### DESCRIPTION OF THE TASK
Which lines below contain the word "body"? Copy each of them.

### DATASET RECORDS

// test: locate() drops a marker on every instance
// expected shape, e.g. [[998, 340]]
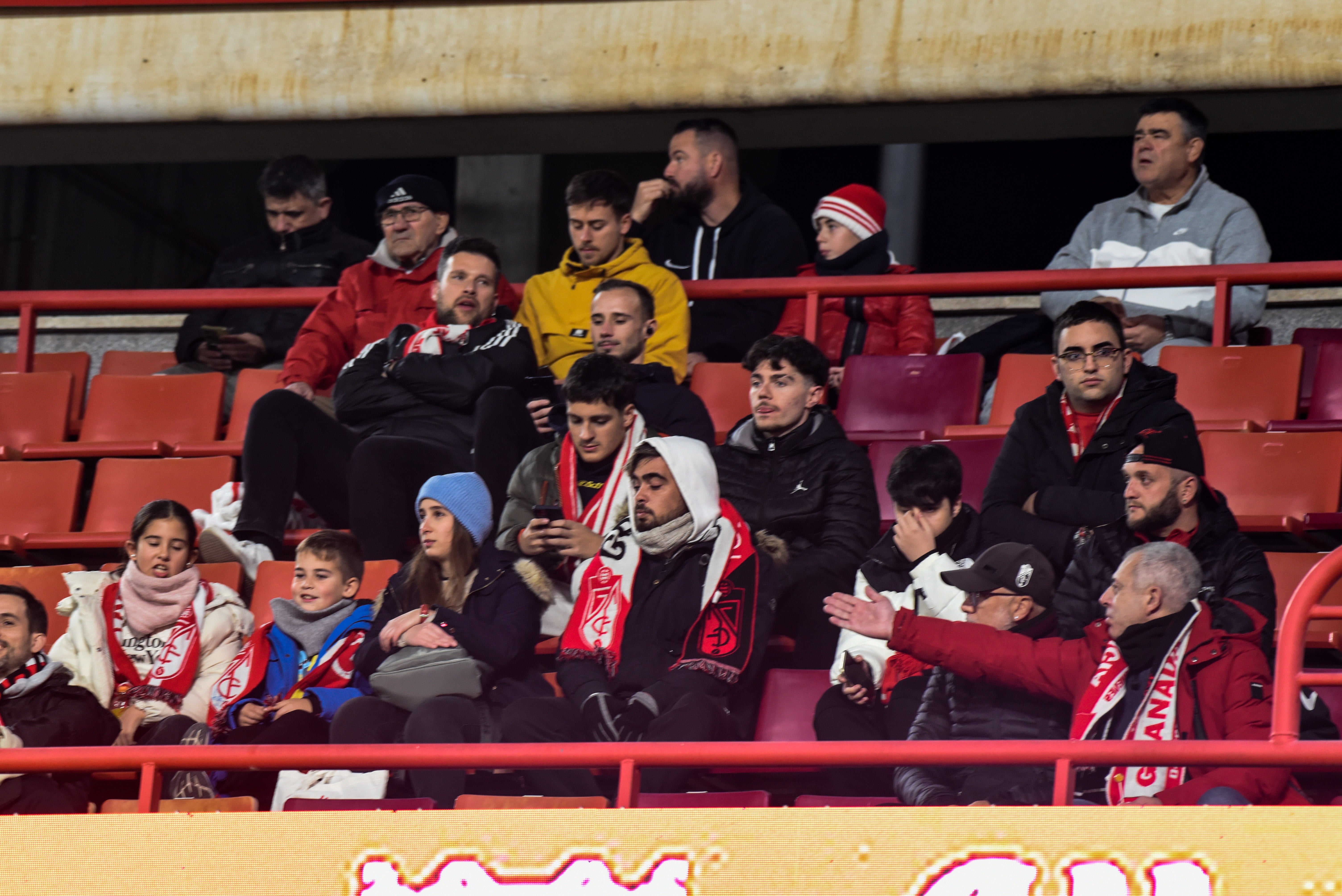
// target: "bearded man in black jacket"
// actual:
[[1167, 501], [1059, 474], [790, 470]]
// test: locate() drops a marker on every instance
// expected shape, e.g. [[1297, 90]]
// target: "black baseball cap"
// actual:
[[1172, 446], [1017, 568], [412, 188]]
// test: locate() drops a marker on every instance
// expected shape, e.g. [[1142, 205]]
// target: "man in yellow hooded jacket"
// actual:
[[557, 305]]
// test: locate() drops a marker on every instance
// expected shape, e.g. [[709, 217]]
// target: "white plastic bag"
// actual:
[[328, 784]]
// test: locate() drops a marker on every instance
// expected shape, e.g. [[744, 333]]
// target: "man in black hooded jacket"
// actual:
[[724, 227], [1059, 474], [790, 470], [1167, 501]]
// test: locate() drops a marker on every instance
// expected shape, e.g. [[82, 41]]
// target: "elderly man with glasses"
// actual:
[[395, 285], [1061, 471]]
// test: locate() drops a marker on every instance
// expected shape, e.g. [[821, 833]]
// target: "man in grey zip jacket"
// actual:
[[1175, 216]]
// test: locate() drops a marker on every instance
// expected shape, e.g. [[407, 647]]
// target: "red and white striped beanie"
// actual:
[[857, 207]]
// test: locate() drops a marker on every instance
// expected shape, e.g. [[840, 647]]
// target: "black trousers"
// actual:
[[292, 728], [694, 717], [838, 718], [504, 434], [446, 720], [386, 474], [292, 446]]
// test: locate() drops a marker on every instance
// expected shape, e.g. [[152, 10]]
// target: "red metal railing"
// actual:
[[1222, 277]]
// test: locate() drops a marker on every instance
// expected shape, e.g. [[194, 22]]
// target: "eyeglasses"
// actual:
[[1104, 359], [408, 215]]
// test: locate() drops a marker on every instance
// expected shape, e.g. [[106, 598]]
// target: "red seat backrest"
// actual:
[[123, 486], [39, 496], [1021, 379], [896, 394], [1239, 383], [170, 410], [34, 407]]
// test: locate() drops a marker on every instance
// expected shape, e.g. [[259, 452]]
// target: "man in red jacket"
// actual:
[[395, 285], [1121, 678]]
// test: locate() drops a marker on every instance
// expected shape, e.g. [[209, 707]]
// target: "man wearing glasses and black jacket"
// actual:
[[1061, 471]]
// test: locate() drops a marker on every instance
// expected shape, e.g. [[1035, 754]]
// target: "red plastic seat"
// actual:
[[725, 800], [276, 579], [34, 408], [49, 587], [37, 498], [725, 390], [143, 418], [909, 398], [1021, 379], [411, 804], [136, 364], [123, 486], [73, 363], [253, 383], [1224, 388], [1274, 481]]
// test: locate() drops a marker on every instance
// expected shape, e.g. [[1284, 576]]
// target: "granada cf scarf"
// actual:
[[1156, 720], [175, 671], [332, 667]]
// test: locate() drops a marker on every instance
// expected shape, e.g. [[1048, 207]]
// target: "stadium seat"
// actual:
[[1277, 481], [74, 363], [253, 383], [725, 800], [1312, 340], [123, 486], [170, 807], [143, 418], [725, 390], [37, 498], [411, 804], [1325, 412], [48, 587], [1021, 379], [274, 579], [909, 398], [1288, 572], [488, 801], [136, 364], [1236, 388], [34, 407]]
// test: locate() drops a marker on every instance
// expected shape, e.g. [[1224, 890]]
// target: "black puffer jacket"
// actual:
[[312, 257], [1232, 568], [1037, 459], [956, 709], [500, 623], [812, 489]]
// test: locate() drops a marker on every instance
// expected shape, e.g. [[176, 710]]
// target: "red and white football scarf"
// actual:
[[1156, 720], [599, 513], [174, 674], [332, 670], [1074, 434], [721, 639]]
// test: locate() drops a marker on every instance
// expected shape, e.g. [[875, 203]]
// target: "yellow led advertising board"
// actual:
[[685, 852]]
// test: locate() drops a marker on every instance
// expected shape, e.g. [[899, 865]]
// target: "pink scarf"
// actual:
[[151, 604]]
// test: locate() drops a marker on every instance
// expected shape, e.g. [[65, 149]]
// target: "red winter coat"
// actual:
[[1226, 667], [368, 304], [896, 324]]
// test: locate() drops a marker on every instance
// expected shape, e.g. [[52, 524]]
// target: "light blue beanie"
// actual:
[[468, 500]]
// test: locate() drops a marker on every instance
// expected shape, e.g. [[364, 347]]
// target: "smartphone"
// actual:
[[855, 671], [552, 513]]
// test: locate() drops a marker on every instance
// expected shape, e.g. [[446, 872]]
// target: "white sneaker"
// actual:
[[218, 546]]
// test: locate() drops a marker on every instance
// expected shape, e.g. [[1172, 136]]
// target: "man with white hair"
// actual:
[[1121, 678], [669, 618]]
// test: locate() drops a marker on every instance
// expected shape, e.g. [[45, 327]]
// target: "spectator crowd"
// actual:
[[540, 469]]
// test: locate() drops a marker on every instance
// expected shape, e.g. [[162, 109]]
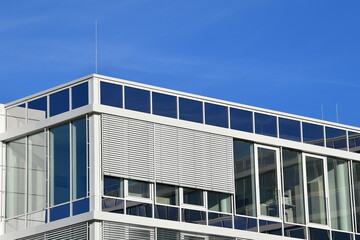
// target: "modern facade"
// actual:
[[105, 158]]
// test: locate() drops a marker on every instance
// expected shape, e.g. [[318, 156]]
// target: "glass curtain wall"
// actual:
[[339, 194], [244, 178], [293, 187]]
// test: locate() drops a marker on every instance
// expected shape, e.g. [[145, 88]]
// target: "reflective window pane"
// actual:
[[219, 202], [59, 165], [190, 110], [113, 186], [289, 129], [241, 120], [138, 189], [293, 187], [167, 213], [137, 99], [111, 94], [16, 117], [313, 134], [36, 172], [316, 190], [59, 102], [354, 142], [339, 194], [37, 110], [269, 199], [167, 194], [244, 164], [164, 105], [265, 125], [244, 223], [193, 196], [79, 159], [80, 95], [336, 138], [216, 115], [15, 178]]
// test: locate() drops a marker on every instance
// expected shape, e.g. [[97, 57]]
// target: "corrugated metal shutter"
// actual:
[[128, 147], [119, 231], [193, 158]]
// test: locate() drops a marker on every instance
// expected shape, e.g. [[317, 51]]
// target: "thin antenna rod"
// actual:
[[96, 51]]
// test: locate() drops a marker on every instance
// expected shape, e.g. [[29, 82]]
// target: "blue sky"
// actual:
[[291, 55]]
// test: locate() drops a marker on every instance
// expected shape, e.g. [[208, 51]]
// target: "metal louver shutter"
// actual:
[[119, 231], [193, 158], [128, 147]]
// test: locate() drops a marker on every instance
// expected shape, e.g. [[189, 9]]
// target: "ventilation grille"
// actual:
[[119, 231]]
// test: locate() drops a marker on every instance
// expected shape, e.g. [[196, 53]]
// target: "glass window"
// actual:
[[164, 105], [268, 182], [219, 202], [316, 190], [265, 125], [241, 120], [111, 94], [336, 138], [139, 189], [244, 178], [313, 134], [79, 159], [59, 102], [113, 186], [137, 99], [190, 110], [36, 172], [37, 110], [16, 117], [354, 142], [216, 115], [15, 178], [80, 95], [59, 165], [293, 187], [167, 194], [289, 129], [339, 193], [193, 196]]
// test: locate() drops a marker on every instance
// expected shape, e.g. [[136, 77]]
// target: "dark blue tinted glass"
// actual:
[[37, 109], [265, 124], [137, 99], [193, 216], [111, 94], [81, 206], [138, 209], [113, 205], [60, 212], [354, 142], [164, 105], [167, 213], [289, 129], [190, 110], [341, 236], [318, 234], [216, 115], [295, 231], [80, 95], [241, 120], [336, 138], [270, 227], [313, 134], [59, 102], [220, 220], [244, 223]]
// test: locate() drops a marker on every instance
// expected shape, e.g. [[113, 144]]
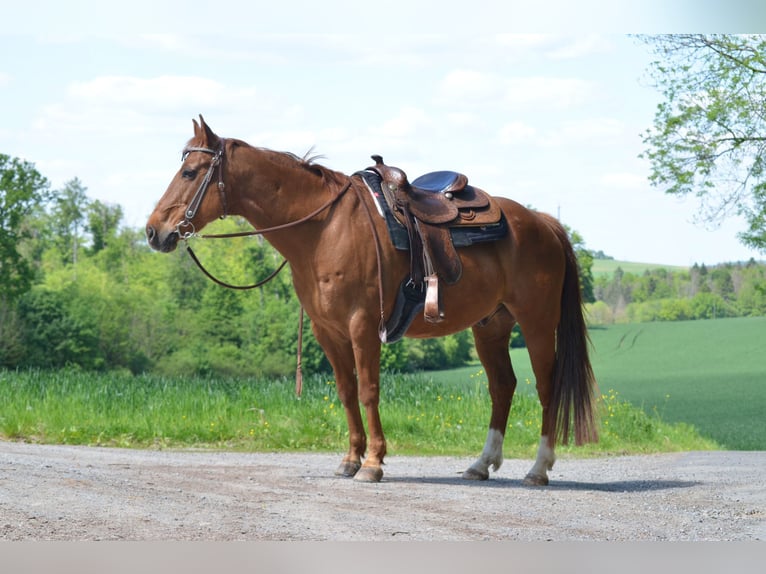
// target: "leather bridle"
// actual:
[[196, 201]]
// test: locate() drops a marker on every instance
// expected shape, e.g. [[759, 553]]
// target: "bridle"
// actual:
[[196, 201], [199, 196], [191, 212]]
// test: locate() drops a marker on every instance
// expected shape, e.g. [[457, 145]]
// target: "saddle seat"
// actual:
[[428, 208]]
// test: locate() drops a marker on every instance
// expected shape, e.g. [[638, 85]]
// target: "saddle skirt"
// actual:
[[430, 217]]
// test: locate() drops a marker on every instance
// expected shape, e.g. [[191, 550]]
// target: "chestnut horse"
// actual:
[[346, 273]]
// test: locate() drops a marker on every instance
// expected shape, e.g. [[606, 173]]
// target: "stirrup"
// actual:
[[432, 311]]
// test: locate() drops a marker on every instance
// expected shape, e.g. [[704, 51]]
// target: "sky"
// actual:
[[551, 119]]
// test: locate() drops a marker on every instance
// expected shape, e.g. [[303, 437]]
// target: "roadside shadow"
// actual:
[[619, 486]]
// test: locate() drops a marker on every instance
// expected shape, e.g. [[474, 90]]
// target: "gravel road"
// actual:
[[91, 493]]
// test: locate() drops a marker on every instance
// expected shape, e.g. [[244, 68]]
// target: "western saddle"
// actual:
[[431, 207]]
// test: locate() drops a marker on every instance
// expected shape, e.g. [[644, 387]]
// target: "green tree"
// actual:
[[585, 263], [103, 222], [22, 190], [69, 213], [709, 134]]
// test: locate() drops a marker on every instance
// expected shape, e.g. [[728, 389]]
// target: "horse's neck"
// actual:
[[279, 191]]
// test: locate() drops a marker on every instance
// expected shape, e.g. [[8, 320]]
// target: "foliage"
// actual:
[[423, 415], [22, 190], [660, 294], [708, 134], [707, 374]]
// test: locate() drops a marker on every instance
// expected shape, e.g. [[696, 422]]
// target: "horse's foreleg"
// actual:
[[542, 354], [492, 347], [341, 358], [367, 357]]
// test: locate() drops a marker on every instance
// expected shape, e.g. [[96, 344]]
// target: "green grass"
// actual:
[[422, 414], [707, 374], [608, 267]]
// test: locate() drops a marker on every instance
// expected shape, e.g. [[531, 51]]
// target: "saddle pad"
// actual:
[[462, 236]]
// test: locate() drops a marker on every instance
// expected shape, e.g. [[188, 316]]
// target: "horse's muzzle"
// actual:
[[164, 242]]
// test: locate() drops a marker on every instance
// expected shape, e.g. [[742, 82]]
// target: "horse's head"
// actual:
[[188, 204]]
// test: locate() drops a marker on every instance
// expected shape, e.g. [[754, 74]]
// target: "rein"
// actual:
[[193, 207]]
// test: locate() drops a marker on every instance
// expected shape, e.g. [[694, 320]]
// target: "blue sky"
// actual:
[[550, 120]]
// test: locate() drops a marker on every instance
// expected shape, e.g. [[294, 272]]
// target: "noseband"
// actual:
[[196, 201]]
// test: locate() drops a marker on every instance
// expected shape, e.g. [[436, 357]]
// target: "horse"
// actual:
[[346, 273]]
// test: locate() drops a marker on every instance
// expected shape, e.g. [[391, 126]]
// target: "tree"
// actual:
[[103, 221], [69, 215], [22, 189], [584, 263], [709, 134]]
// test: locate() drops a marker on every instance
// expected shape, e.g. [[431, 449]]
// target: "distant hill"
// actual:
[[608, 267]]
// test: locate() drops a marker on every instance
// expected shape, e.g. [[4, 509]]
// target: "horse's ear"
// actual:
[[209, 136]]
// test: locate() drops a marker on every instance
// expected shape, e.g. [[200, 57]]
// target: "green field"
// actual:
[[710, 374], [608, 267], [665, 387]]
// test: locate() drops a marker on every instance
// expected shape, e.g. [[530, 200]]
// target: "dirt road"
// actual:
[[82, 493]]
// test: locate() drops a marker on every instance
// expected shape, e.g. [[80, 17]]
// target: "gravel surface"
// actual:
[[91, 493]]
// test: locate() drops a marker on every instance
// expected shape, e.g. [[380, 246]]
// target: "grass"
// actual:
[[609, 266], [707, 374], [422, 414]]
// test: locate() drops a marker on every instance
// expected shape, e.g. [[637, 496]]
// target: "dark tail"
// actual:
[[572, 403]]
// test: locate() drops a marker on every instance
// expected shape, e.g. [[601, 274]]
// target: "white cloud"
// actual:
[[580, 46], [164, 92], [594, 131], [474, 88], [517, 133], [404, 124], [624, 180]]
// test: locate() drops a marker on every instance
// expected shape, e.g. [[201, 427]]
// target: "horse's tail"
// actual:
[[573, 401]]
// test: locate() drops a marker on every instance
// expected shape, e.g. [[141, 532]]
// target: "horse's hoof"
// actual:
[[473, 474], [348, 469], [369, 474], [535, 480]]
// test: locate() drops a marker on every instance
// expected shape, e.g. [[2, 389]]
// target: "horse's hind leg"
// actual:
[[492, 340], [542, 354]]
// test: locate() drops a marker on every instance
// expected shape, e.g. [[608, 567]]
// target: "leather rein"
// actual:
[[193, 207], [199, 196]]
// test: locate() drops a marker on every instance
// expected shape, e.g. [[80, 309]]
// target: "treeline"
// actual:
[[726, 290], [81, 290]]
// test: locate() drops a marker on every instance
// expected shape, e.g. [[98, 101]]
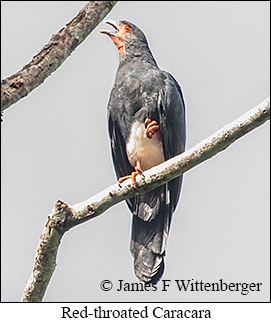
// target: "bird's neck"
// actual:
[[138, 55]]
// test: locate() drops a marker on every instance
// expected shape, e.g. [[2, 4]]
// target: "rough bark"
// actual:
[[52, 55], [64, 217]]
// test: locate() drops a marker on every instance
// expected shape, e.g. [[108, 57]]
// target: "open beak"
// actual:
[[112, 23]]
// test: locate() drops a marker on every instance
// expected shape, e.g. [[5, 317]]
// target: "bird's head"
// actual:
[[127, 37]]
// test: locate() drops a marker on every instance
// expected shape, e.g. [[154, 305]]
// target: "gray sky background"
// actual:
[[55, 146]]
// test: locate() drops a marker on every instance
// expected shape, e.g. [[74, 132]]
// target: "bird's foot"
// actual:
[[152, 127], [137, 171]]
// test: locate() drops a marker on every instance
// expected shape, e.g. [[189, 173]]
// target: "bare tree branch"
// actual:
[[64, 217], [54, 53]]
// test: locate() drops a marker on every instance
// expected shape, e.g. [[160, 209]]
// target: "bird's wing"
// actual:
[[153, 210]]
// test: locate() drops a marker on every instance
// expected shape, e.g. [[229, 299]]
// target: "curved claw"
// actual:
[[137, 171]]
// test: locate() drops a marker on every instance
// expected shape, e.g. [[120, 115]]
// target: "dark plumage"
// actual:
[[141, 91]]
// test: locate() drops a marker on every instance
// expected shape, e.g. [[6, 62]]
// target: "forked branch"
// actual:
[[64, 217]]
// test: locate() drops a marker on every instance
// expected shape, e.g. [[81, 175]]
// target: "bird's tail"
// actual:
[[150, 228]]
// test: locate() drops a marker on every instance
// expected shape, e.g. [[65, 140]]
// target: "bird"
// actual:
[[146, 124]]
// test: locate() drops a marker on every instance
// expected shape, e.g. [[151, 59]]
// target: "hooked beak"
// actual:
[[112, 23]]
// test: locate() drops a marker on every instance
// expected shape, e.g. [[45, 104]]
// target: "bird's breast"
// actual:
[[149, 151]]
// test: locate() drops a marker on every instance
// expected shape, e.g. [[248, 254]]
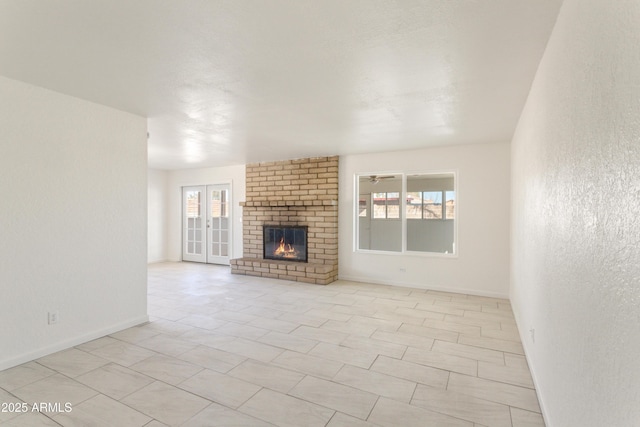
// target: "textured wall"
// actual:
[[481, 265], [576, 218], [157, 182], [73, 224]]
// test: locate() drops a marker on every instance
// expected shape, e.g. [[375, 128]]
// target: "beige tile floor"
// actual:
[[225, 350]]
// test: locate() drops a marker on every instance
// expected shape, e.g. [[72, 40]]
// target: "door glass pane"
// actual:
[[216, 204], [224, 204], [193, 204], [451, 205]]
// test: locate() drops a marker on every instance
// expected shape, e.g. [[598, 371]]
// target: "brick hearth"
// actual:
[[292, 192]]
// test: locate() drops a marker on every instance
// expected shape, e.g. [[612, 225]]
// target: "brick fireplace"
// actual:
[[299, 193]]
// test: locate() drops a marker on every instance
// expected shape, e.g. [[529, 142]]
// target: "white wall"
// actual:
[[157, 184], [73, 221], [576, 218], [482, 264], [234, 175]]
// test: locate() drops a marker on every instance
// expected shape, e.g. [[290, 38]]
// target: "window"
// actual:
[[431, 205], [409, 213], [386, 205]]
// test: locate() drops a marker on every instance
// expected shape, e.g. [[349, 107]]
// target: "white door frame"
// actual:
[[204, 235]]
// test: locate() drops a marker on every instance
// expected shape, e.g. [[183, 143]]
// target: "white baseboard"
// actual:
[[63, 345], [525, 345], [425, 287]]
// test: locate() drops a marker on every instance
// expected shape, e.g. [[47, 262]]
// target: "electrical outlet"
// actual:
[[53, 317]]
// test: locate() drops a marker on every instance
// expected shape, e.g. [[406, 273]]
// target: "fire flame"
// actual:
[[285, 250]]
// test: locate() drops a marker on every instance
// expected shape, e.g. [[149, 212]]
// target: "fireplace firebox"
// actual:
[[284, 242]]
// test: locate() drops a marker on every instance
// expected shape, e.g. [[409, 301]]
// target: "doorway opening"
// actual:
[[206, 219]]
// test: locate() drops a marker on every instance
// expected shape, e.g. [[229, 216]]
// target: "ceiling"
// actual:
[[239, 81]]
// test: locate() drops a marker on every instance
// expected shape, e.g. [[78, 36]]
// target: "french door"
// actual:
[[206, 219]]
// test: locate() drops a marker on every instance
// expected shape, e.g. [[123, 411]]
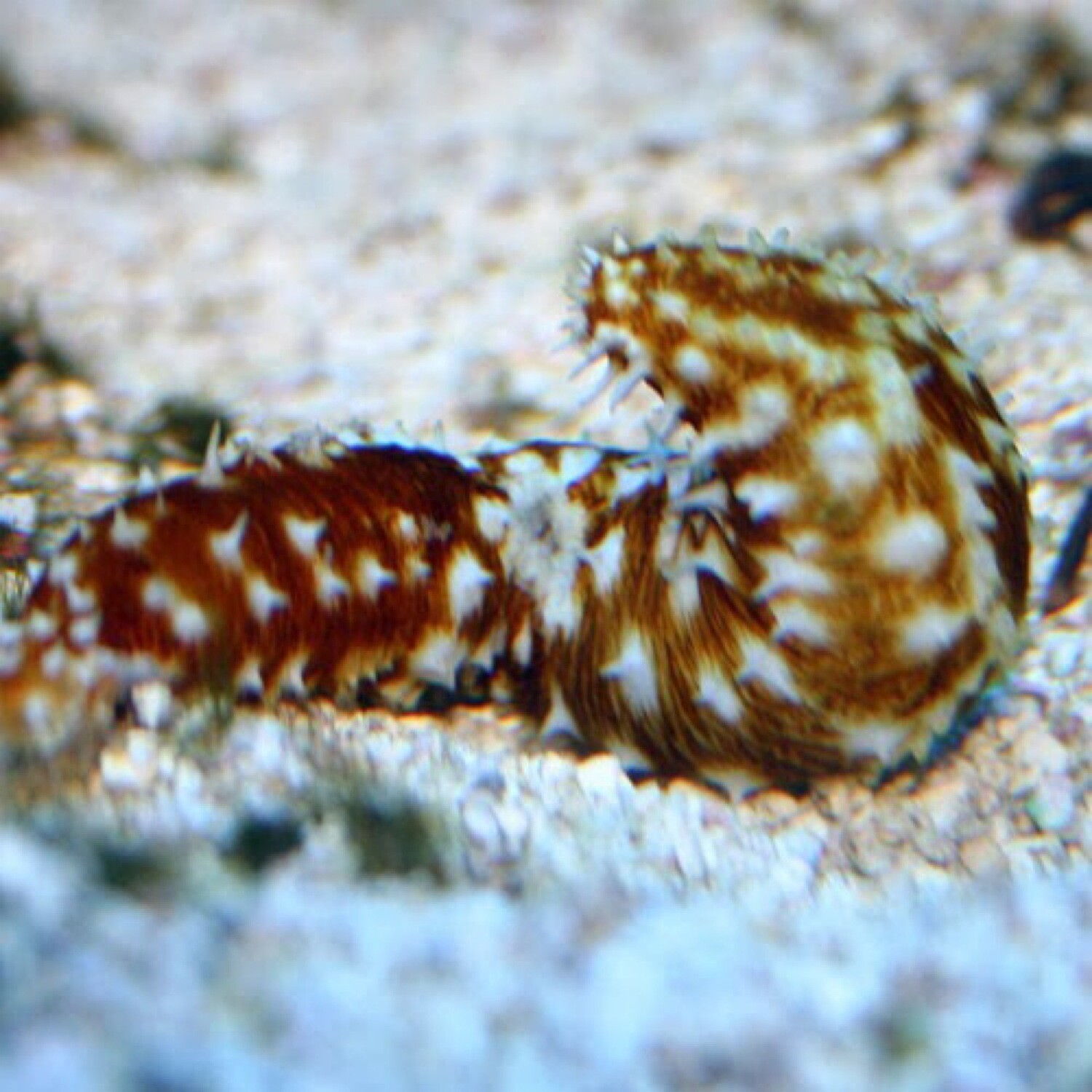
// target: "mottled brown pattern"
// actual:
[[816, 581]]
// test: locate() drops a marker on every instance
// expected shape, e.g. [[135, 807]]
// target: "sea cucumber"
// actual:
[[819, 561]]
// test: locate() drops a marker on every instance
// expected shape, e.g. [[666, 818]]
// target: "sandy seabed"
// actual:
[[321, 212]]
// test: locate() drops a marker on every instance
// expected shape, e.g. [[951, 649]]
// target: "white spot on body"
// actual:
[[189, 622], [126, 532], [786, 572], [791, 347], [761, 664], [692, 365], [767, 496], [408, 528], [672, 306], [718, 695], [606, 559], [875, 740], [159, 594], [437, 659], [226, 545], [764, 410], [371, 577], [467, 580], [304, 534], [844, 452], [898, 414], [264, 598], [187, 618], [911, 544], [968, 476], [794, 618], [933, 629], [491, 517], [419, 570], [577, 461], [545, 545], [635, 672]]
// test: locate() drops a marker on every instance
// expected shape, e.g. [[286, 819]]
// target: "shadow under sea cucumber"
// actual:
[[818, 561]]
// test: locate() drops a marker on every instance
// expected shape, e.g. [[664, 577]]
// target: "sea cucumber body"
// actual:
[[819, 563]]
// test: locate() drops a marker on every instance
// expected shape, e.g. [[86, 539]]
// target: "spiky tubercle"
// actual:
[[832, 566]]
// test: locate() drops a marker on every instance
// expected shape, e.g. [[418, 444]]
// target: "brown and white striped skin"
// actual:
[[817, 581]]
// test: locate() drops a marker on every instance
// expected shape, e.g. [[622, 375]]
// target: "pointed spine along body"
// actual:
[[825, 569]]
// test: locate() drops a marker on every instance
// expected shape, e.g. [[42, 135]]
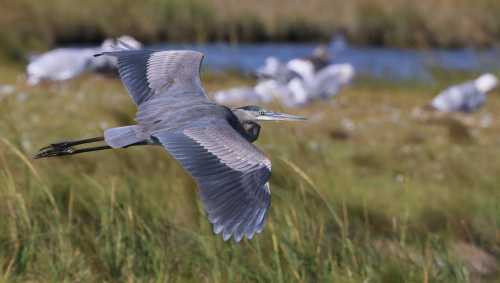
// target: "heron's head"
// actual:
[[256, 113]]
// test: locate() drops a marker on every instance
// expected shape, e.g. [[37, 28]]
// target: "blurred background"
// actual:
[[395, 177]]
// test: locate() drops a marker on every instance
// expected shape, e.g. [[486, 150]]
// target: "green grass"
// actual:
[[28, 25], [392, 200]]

######

### YOUR SOLUTION
// target: "white spot on body"
// target: "sea cucumber body"
// target: "pointed spine along body"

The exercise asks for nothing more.